### RECORDS SUPPLIED

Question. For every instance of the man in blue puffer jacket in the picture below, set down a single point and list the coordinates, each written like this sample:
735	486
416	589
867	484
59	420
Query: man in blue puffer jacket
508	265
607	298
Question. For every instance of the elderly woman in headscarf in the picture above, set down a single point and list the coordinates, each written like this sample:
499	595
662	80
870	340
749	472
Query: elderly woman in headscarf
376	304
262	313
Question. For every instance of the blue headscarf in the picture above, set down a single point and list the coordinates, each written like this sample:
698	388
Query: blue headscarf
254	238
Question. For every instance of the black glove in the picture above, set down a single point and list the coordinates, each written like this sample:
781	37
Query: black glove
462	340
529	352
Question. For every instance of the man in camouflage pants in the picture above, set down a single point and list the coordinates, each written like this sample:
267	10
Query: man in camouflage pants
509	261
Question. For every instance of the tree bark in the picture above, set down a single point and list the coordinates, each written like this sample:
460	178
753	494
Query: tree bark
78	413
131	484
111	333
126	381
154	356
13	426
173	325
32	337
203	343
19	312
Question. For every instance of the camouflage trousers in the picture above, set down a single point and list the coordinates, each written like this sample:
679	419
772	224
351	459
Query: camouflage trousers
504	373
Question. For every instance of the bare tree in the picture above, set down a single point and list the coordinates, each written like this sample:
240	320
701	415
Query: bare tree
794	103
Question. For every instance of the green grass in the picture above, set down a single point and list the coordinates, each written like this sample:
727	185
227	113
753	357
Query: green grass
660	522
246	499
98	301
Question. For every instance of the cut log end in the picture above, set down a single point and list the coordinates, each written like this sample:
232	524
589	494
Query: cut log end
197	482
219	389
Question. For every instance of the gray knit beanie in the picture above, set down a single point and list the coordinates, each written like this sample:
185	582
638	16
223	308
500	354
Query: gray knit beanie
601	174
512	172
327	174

######

WHAT YOU SHOULD DO: Output all records verbatim.

SOLVED PROBLEM:
Question. For every instance of the man in blue puffer jacket in the picture below, set down a single point and list the coordinates, each written like this sample:
735	486
416	589
867	484
59	420
Query: man in blue puffer jacket
508	265
607	298
Question. For every instance of the elderly woman in headscarf in the picture above, set down a single point and list the coordinates, each written like this sample:
499	595
662	80
870	340
749	472
Query: elderly woman in headscarf
376	304
262	313
Question. For every instance of the blue headscarf in the picture above, set down a single point and list the coordinates, each written like this sample:
698	388
Query: blue headscarf
254	238
Question. For every instance of the black glove in the picture above, set down a single point and list the coordinates, each written like this sample:
781	37
Query: black glove
462	340
529	352
Question. For every instance of the man in camouflage pants in the picture above, set down a single point and list the coordinates, each written like this sample:
267	10
Query: man in camouflage pants
509	261
Question. For every instance of the tree bark in the picture above, set down a single point and list the coordinates, each written like this sample:
460	178
753	494
Query: tree bark
78	413
131	484
111	333
126	381
154	356
13	426
173	325
32	337
203	343
19	312
Question. For every instance of the camouflage trousers in the picture above, set down a single point and list the coordinates, each written like this sample:
679	419
772	224
351	459
Query: camouflage trousers
504	373
Question. For every instance of the bare tree in the picture above, set down a single point and list the coordinates, each written like this sample:
240	320
701	415
Query: bare tree
794	103
Question. For every instance of the green grass in the picture above, set down a single point and list the coordinates, each written like this sample:
727	185
227	113
753	357
Query: green grass
660	522
246	499
98	301
Question. For every instance of the cut log end in the picture above, set down a single point and list the coordinates, each written like this sample:
232	524
589	494
Query: cut log end
197	482
219	389
Question. For every instance of the gray knit beanie in the picture above, set down a single point and list the coordinates, each written like this sample:
185	582
638	16
223	308
500	354
Query: gray knit beanie
601	174
512	172
327	174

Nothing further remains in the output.